### Aangeleverde tekst
==================================================

Veelgestelde vragen Besluit Uniforme Saneringen
Onze helpdesk krijgt vaak terugkomende vragen. Hieronder hebben wij alle veelgestelde vragen en antwoorden over BUS voor u onder elkaar gezet.
Let op: deze webpagina beschrijft het regime van de Wet bodembescherming. De Wet bodembescherming is onder de Omgevingswet alleen van toepassing (geheel of gedeeltelijk) als dit volgt uit het overgangsrecht.
Immobiele verontreinigingssituatie
Een immobiele verontreinigingssituatie is gedefinieerd als een situatie waarbij verontreinigende stoffen in de bodem zich niet (significant) hebben verspreid naar het (freatisch) grondwater. Als maximum hiervoor wordt de tussenwaarde (T-waarde) gehanteerd van verontreinigende stoffen in de bodem op de saneringslocatie. De tussenwaarde is het rekenkundig gemiddelde van de streefwaarde en de interventiewaarde van een verontreinigende stof (ofwel T = (I+S) / 2). De streef- en interventiewaarden grondwater staan in bijlage 1 van de Circulaire bodemsanering 2013. Zie ook artikel 1.1 van de Regeling.
NB: voorwaarde voor de categorie immobiel of tijdelijk uitplaatsen is dat het moet gaan om stof(fen) of stofgroep(en), die zijn genoemd in Bijlage 6 van de Regeling onder de categorie immobiel of tijdelijk uitplaatsen. Zie ook artikel 3.1.1, sub e van de Regeling.
Mobiele verontreinigingssituatie
Een mobiele verontreinigingssituatie is een situatie waarbij de op de saneringslocatie aanwezige stoffen in de bodem zich tot meer dan de tussenwaarde hebben verspreid naar het grondwater. De tussenwaarde is het rekenkundig gemiddelde van de streefwaarde en de interventiewaarde van een verontreinigende stof (ofwel T = (I+S) / 2). De streef- en interventiewaarden grondwater staan in bijlage 1 van de Circulaire bodemsanering 2013. Zie ook artikel 1.1 van de Regeling.

==================================================

Opgeslagen gegevens:
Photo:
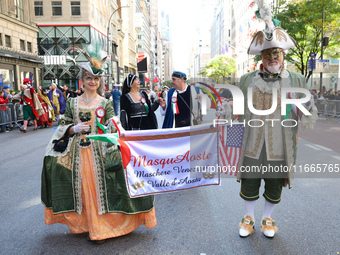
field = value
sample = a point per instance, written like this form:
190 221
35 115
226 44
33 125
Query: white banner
167 160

==================================================

### Details opgave
Zet de tekst over het Besluit Uniforme Saneringen voort vanaf de laatste zin. De items staan helemaal los van de tekst over het Besluit Uniforme Saneringen.

### Antwoord
NB: voorwaarde voor de categorie mobiel is dat het moet gaan om stof(fen) of stofgroep(en), die zijn genoemd in Bijlage 6 van de Regeling onder de categorie mobiel. Zie artikel 3.2.1, sub d van de Regeling.
Besluit uniforme saneringen (BUS)
In bijlage 6 is voor een immobiele en mobiele verontreinigingssituatie aangegeven welke stoffen zijn toegestaan onder BUS. Bij de toetsing of een sanering wel of niet onder BUS kan worden uitgevoerd, moet alleen rekening worden gehouden met de verontreinigende stoffen die bepalend zijn voor de saneringsnoodzaak. Dat er mogelijk ook andere stoffen (in licht verhoogde gehalten) in de grond of het grondwater aanwezig zijn, die niet leiden tot de saneringsnoodzaak, is niet relevant voor de toetsing of een sanering wel of niet onder BUS kan worden uitgevoerd. Een voorbeeld hiervan is sanering van een verontreiniging met koper en lood, waarbij ook licht verhoogde gehalten aan bestrijdingsmiddelen of PCB's zijn aangetoond. De aanwezigheid van de bestrijdingsmiddelen of PCB's is in dit geval niet relevant voor de sanering en de saneringsaanpak. Het kan mogelijk wel gevolgen hebben voor de bestemming van de grond, als de grond van de saneringslocatie wordt afgevoerd.
In de Regeling uniforme saneringen (RUS), artikelen 1.5, 3.1.8 en 3.3.3, staat dat de saneerder de volgende onderzoeken moet uitvoeren en bij de BUS-melding moet voegen:
- vooronderzoek volgens NEN 5725 (tenzij sprake is van een sanering volgens de categorie 'tijdelijk uitplaatsen')
- verkennend onderzoek volgens NEN 5740 (of in een ander kader uitgevoerd voldoende representatief en actueel bodemonderzoek)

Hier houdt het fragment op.